- _Passage shown_
*** Block opens ***

It's not so much fun for the pitcher. Francis left Wednesday's game after four innings with 103 pitches, having allowed six runs on 10 hits and three walks.
For the Red Sox, the approach is the foundation. They don't put up their numbers hacking at first pitches or chasing balls out of the strike zone. They're not the aggressive team the numbers would suggest. Boston is patient enough to wait out a pitcher to make a mistake and then strike. Yet if the pitcher challenges them, the Sox will make him pay early.
On Wednesday, that discipline was on display. They didn't chase, no matter what the movement Francis showed. And when he had to come over the plate, they didn't miss. It was a workmanlike offensive machine, and it ate up another gifted pitcher.
"If a guy's throwing up around 100 pitches in the fifth inning, it's time for him to get out of the game," said Dustin Pedroia, whose leadoff home run set the tone. "I think that's the biggest thing. We try to wear down starters and get in their bullpen."
When the Rockies pulled Francis, they replaced the left-hander with about as opposite a reliever as they could find, hard-throwing right-hander Franklin Morales. The result was six hits and one walk in one turn through the order, resulting in seven runs once Ryan Speier walked all three batters he faced.
"They have a guy coming up behind Francis that's a completely different pitcher," Magadan said, "but it really doesn't change our approach any. He's going to have to throw a pitch in the zone. If he throws it there, we'll hopefully put a good swing on it. And if not, we're going to get the pitcher to come to us. When we're doing that like we've been doing, it makes it tough to go through our lineup."

*** Block closes ***

- _Supplied records_
*** Block opens ***

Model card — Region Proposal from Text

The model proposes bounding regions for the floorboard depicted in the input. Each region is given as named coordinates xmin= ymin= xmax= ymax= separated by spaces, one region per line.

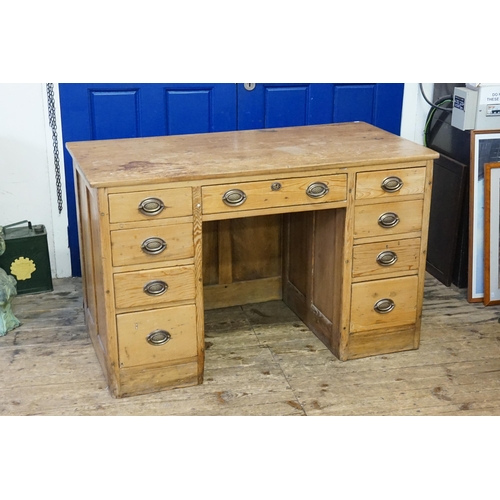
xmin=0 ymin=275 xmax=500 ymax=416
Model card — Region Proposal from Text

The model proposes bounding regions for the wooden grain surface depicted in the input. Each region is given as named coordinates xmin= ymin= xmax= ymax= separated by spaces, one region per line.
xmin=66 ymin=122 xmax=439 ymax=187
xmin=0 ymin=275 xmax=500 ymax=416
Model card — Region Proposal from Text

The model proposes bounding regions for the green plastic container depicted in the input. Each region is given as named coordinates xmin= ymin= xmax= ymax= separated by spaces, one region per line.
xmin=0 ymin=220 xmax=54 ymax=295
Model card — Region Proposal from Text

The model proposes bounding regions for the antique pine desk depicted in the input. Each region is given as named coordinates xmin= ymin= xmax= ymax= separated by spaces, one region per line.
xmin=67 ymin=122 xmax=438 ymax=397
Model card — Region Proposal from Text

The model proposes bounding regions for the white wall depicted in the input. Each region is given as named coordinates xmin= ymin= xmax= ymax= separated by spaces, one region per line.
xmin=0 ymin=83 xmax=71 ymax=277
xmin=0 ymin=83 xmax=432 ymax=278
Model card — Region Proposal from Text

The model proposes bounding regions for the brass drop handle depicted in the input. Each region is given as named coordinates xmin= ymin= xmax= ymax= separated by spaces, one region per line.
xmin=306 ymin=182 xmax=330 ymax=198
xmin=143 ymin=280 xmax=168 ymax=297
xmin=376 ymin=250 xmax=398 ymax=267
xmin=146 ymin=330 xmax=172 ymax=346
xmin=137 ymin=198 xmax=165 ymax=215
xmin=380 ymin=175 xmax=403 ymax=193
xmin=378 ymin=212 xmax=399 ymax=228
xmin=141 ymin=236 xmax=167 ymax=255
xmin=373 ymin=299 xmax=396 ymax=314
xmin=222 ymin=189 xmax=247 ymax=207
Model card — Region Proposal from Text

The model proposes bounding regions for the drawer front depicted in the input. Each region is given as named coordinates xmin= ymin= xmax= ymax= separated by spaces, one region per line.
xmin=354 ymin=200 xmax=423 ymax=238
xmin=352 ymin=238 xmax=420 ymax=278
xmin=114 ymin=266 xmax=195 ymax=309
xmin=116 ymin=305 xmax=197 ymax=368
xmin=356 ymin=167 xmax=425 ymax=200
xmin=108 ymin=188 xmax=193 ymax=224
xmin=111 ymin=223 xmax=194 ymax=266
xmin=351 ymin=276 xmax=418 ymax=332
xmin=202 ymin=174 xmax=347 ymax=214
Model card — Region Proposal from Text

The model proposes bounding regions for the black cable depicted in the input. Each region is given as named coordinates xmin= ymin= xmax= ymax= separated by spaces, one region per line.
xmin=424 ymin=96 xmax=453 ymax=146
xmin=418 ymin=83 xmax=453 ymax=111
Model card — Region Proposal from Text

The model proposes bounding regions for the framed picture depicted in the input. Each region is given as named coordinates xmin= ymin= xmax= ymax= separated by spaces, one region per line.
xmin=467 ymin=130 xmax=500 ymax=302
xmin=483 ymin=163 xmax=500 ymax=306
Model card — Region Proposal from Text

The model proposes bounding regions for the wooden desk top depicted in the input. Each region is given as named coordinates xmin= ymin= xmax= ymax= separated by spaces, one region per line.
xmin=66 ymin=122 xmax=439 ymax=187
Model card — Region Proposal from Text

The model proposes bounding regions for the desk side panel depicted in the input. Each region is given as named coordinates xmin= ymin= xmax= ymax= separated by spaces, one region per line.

*** Block closes ***
*** Block opens ***

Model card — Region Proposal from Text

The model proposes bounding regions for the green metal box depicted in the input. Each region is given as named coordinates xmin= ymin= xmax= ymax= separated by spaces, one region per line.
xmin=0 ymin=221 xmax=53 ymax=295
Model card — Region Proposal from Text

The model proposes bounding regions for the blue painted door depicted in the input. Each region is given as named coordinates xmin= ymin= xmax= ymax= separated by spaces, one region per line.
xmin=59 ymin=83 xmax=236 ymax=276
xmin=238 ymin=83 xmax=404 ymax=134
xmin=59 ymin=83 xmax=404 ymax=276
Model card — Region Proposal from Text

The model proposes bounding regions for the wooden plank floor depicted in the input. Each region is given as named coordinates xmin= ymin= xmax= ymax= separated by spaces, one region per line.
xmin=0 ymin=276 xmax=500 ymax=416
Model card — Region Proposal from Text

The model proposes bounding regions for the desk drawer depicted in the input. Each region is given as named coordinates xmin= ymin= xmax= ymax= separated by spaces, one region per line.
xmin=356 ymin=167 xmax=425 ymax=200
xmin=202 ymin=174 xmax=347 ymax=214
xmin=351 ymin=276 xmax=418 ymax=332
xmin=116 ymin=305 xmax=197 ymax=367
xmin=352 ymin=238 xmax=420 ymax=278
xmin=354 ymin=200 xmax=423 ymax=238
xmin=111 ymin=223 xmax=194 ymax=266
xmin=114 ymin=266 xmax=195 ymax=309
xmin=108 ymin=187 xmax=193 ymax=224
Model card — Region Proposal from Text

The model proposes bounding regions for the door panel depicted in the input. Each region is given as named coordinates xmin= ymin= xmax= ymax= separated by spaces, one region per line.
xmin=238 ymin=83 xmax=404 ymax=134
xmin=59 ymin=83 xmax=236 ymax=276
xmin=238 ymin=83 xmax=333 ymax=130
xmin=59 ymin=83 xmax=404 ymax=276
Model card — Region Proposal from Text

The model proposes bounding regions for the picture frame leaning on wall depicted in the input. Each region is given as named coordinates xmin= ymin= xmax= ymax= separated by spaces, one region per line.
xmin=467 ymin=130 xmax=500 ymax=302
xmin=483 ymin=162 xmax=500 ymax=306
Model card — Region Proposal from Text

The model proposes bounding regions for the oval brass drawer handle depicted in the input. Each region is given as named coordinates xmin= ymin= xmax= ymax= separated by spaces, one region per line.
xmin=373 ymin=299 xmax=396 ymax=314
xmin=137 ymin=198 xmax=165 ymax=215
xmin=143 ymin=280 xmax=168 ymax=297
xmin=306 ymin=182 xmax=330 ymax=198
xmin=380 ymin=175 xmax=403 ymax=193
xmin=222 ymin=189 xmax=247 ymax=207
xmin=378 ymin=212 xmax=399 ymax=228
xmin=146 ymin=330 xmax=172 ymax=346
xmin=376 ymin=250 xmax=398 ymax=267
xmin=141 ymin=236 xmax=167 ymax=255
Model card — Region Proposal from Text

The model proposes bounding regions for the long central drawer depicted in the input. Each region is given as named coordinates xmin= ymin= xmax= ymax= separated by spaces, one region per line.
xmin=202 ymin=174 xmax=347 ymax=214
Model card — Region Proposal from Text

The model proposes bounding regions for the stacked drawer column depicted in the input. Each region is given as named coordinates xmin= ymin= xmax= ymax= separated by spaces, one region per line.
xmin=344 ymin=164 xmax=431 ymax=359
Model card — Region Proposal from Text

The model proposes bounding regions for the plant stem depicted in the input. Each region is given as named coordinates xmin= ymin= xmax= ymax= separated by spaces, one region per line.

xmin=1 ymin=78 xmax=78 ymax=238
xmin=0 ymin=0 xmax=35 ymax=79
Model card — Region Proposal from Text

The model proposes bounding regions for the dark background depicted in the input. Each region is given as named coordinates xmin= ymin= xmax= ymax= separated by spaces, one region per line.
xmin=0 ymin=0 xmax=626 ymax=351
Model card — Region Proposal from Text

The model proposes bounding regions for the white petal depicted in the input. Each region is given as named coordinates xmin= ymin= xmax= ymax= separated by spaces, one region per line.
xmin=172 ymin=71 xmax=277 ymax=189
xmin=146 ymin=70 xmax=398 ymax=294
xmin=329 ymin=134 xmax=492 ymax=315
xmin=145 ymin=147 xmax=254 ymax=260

*** Block closes ***

- _Required work_
[a] Return the stretch of the Red Sox passage from "On Wednesday, that" through "another gifted pitcher.", copied word for word.
[b] Answer these questions from the Red Sox passage:
(i) How many pitches had Francis thrown when he left Wednesday's game?
(ii) Whose leadoff home run set the tone?
(iii) How many batters did Ryan Speier walk?
[c] Continue the Red Sox passage from where it stops.

- _Results of the tasks_
[a]
On Wednesday, that discipline was on display. They didn't chase, no matter what the movement Francis showed. And when he had to come over the plate, they didn't miss. It was a workmanlike offensive machine, and it ate up another gifted pitcher.

[b]
(i) 103
(ii) Dustin Pedroia's
(iii) Three, all the batters he faced

[c]
It's a philosophy that has paid off for the Red Sox, moreso this postseason than in the regular season. While the Yankees and Tigers made most of the offensive headlines in the American League, they're all at home now. October has served as a reminder why Boston is so dangerous.
Manny Ramirez has reached base 30 times in 48 plate appearances this postseason. Ortiz is 27-for-47 in that category, while Youkilis is 26-for-51 ahead of them. Their on-base percentage is stunning, and their hitting isn't far behind -- .426 average, 11 home runs, 34 RBIs and 41 runs scored.
The approach works.
"This team, they obviously have the moneyball [moniker] and all that -- blah, blah, blah," Youkilis said. "But I think this team just goes up to bat, has a great approach and is going to be aggressive but also patient at the same time. We go up there and we're going to swing at the pitches that we can hit and hit hard. We're just going to work counts and try to get on base as much as possible."
It's a simple approach, but it's not unique. Plenty of teams talk about doing it. The beauty for the Red Sox is in the execution.
It would be easy for Magadan to take credit for the difference, but he spreads it around.
"I think what happens," he said, "our hitters, for the most part, are talented enough to see it through. Our hitters try not to panic when they get behind in the count. They've got a real good idea. We've got an extensive video system. We've got unbelievable advance scouts. We spare no cost in sending guys out, looking at the pitchers we're going to face, the extensive video. Our guys take advantage of it.
"A lot of teams have that at their disposal, but a lot of guys don't take advantage of it. Our guys do."
If the Red Sox can carry that approach and the results through the rest of the Fall Classic, their postseason video will be a hitting clinic for teams to watch. The results will be scary, and not just for the numbers.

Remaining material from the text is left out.